Problem statement: Among the lines of the records, please find those that contain the word "below" and copy them.

══════

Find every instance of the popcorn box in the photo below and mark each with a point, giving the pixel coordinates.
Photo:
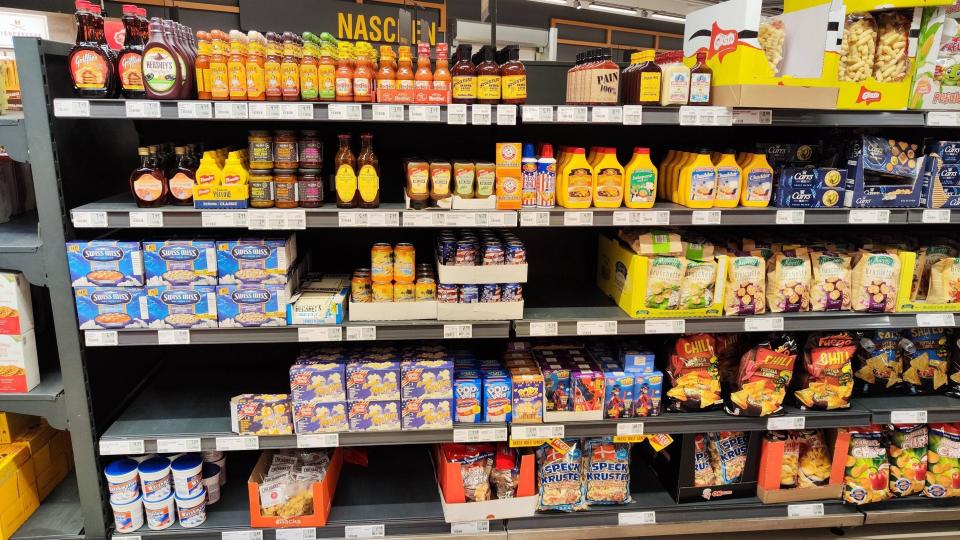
(105, 263)
(180, 262)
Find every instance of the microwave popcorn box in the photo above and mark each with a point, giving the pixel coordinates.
(622, 275)
(16, 312)
(261, 414)
(105, 263)
(182, 307)
(884, 173)
(323, 492)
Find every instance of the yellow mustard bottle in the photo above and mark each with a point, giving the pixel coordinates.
(729, 176)
(607, 180)
(757, 182)
(698, 181)
(640, 180)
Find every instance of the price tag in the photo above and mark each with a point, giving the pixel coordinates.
(71, 108)
(481, 115)
(665, 326)
(507, 115)
(146, 219)
(641, 217)
(705, 217)
(469, 435)
(534, 219)
(243, 442)
(637, 518)
(101, 338)
(194, 109)
(173, 337)
(763, 324)
(633, 115)
(544, 328)
(318, 440)
(572, 115)
(779, 423)
(230, 111)
(596, 328)
(457, 331)
(933, 320)
(805, 510)
(178, 446)
(128, 447)
(607, 115)
(320, 333)
(364, 531)
(223, 219)
(577, 219)
(361, 333)
(908, 417)
(88, 219)
(861, 217)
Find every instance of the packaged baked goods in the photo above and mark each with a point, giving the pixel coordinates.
(907, 454)
(826, 380)
(694, 374)
(762, 380)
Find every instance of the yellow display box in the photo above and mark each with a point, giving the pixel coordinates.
(622, 275)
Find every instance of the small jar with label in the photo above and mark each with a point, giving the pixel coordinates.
(310, 188)
(286, 188)
(261, 189)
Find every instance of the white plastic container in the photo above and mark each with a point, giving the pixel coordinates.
(193, 511)
(160, 515)
(155, 480)
(187, 477)
(128, 517)
(123, 481)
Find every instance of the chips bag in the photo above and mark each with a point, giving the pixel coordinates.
(865, 476)
(826, 382)
(694, 374)
(763, 378)
(907, 455)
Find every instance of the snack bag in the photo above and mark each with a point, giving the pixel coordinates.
(907, 454)
(607, 471)
(943, 461)
(694, 374)
(826, 381)
(764, 375)
(879, 363)
(865, 476)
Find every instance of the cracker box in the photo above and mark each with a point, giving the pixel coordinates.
(317, 382)
(180, 262)
(319, 417)
(365, 415)
(110, 308)
(252, 305)
(373, 381)
(182, 307)
(425, 413)
(105, 263)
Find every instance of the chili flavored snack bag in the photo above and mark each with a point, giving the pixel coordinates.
(694, 374)
(907, 455)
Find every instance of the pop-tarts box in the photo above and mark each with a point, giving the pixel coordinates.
(373, 381)
(426, 413)
(426, 379)
(110, 308)
(366, 415)
(180, 262)
(105, 263)
(182, 307)
(318, 382)
(252, 305)
(319, 417)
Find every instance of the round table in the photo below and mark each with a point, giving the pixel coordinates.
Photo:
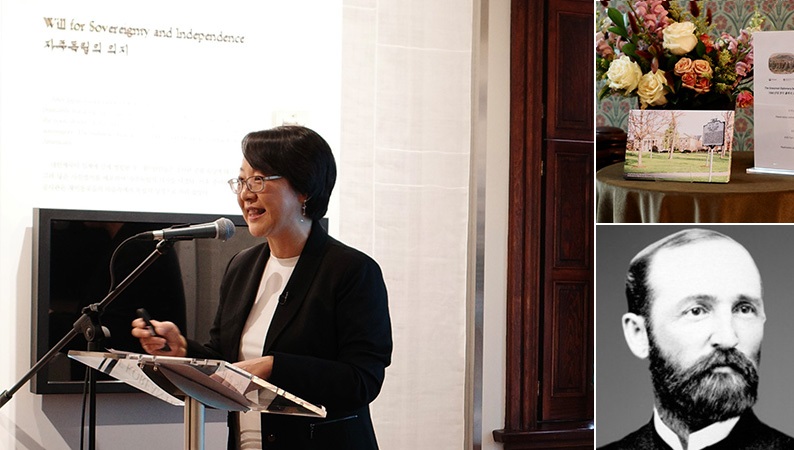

══════

Output of the task:
Find every instance of the popcorn box in the photo below and mark each with a point, giving the pixel coordinates.
Find every instance of the round table in the photo below and mark each with a point, giving the pixel coordinates.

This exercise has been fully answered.